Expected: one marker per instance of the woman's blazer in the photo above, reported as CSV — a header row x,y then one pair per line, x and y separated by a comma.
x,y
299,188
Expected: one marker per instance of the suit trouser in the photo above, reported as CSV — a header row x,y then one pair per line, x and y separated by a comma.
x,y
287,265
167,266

□ □ □ □ □ □ □

» AIM OF THE TASK
Print each entry above again, exactly as it was given.

» TASK RESPONSE
Expected: one marker per instance of the woman's blazer in the photo above, reported as CSV — a header row x,y then one pair per line, x and y separated by a comma.
x,y
299,188
Expected: one marker per instance of the suit trouser in the photo above, reported as CSV — a header row x,y then one pair per line, x and y separated by a comma.
x,y
287,265
167,266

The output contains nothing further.